## TASK TO COMPLETE
All entries must be extracted exactly, with nothing added or dropped.

## DATA ENTRIES
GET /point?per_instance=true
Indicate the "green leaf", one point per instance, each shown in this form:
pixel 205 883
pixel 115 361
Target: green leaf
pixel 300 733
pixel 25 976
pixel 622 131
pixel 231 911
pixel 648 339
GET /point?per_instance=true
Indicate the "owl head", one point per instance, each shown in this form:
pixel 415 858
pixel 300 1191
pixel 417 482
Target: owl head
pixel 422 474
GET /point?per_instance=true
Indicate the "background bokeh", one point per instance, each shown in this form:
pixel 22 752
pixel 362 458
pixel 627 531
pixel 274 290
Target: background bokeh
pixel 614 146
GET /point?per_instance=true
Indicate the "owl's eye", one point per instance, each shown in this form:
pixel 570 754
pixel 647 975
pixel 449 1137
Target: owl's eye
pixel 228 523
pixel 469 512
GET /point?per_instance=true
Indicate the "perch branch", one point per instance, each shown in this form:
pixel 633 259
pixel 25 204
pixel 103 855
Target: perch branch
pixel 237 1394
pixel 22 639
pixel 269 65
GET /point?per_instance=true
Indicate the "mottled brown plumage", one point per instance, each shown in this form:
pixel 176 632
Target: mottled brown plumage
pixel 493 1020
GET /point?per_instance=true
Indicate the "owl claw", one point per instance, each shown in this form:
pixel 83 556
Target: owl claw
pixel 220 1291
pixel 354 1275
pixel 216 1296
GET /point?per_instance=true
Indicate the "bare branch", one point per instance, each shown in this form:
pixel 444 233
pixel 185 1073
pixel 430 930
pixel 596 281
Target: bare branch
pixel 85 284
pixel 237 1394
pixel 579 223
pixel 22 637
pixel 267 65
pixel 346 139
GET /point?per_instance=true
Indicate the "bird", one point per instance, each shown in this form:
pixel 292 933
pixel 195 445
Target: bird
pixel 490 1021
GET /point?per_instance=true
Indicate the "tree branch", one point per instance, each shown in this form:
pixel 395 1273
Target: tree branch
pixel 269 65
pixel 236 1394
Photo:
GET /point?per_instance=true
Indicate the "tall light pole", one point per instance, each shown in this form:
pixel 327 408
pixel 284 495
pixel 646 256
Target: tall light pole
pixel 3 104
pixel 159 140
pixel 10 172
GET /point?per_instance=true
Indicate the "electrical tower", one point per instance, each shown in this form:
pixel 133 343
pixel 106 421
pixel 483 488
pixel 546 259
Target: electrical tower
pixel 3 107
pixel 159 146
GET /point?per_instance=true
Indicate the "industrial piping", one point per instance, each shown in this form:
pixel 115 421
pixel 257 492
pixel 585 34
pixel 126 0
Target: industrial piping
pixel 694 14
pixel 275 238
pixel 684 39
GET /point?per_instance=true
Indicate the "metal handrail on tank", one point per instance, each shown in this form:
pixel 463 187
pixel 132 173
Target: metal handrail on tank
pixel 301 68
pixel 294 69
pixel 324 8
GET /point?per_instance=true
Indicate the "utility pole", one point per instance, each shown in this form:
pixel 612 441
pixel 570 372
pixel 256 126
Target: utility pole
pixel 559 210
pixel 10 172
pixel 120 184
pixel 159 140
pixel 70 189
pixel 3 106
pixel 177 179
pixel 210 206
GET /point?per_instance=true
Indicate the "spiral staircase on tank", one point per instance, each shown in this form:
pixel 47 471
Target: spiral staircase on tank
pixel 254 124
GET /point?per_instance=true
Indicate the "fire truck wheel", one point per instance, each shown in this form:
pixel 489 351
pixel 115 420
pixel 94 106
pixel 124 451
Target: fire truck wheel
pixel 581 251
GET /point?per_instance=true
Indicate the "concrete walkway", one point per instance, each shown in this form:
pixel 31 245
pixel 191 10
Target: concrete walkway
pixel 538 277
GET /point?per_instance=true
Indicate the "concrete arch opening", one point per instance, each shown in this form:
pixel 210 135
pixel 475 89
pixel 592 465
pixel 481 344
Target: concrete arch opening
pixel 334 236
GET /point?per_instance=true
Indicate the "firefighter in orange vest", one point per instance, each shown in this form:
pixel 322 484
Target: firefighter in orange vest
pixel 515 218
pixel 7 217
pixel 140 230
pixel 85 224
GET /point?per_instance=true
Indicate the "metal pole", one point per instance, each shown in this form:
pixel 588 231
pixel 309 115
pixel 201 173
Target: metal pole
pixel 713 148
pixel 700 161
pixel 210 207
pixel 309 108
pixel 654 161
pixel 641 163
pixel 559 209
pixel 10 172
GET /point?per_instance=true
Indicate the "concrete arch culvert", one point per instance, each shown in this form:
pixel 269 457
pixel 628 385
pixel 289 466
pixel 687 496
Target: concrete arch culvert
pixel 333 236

## OUTPUT
GET /point?per_instance=true
Indicate the "green leaf", one point per instance, each shown in this form:
pixel 205 883
pixel 115 361
Target: green leaf
pixel 300 733
pixel 25 976
pixel 622 131
pixel 231 911
pixel 648 339
GET /point?per_instance=true
Indicate the "owl head", one point per instance, each shown in this form:
pixel 415 858
pixel 300 1191
pixel 417 482
Target: owl head
pixel 422 474
GET /point?per_instance=true
Indicate the "background bokeh", one point per instance, each shown in this form:
pixel 22 752
pixel 362 458
pixel 627 531
pixel 274 290
Target: background bokeh
pixel 614 146
GET /point?per_instance=true
Indicate the "owl's eye", one point per instance, each shown in this form:
pixel 570 754
pixel 647 975
pixel 449 1137
Target: owl's eye
pixel 228 523
pixel 469 512
GET /point?per_instance=true
Indicate the "perch branch", one point per instance, each shown in this form:
pixel 633 259
pixel 25 204
pixel 103 855
Target: perch branch
pixel 237 1394
pixel 22 639
pixel 269 65
GET /point?per_instance=true
Indicate the "mottled brown plumage", one point per instance, each shown in this form:
pixel 176 632
Target: mottled brown plumage
pixel 493 1020
GET /point?per_instance=true
Indicate the "owl claw", one point per instance, each shown in this form:
pixel 83 556
Target: owl claw
pixel 220 1291
pixel 354 1275
pixel 216 1296
GET /point?per_instance=true
Indicate the "bare branch", one point per instance, each shown in this form:
pixel 444 233
pixel 185 1073
pixel 430 930
pixel 596 281
Target: bare branch
pixel 85 284
pixel 237 1394
pixel 579 223
pixel 22 637
pixel 267 65
pixel 346 139
GET /point?per_instance=true
Indicate the "bird", one point per instance, each shown in this form:
pixel 292 933
pixel 195 445
Target: bird
pixel 490 1021
GET /point?per_instance=true
Indicate the "tree branch", one point per instance, each shown in this form:
pixel 395 1273
Target: tree branch
pixel 269 65
pixel 236 1394
Photo:
GET /point?per_instance=true
Indicate the "tall light pole", one point per instance, each shown in this form:
pixel 327 408
pixel 284 495
pixel 646 256
Target: tall light pole
pixel 3 104
pixel 159 140
pixel 10 172
GET /point?per_instance=true
Indicate the "electrical tower", one point per instance, each shown in this form:
pixel 133 343
pixel 106 421
pixel 483 488
pixel 546 259
Target: electrical tower
pixel 3 107
pixel 159 146
GET /point?per_instance=true
Indicate the "industrial piping", one point per instance, each shown in this form:
pixel 115 421
pixel 257 492
pixel 585 34
pixel 126 0
Target: industrial piping
pixel 694 14
pixel 275 238
pixel 684 39
GET /point?per_instance=true
Indicate the "metal handrail on tank", one point per instance, each shown in this form:
pixel 463 187
pixel 132 173
Target: metal handrail on tank
pixel 301 68
pixel 294 69
pixel 324 8
GET /point?per_instance=true
Indicate the "utility pole", one point per instance, each shown in this form:
pixel 612 441
pixel 570 372
pixel 256 126
Target: utility pole
pixel 559 210
pixel 10 172
pixel 120 184
pixel 159 140
pixel 70 189
pixel 3 106
pixel 177 179
pixel 210 206
GET /point?per_instance=true
Indicate the "spiral staircase on tank", one point per instance, each shown in this form:
pixel 47 471
Target: spiral staircase on tank
pixel 254 124
GET /point?per_instance=true
Indicate the "fire truck wheel", one point per instance, each shown in this form:
pixel 489 351
pixel 115 420
pixel 94 106
pixel 124 451
Target: fire truck wheel
pixel 581 251
GET /point?per_instance=true
Indicate the "concrete walkway", one point per instance, each shown in this form:
pixel 31 245
pixel 191 10
Target: concrete walkway
pixel 538 277
GET /point?per_instance=true
Indicate the "concrete arch opening", one point per instance, each shown in this form:
pixel 210 135
pixel 475 89
pixel 592 465
pixel 481 344
Target: concrete arch opening
pixel 334 236
GET /point?per_instance=true
Indicate the "firefighter in orange vest", one point per instance, each shown in this form:
pixel 322 484
Target: firefighter in orange vest
pixel 515 218
pixel 7 217
pixel 140 230
pixel 85 224
GET /point?per_instance=true
Indicate the "metal pole", one point per instance, each shown in this form:
pixel 588 231
pixel 309 115
pixel 201 173
Target: metal pole
pixel 713 148
pixel 700 161
pixel 210 207
pixel 309 108
pixel 654 161
pixel 641 163
pixel 559 209
pixel 10 172
GET /point?per_instance=true
Indicate the "concrete arch culvert", one point per instance, each shown in this form:
pixel 269 457
pixel 628 385
pixel 289 466
pixel 687 496
Target: concrete arch culvert
pixel 333 236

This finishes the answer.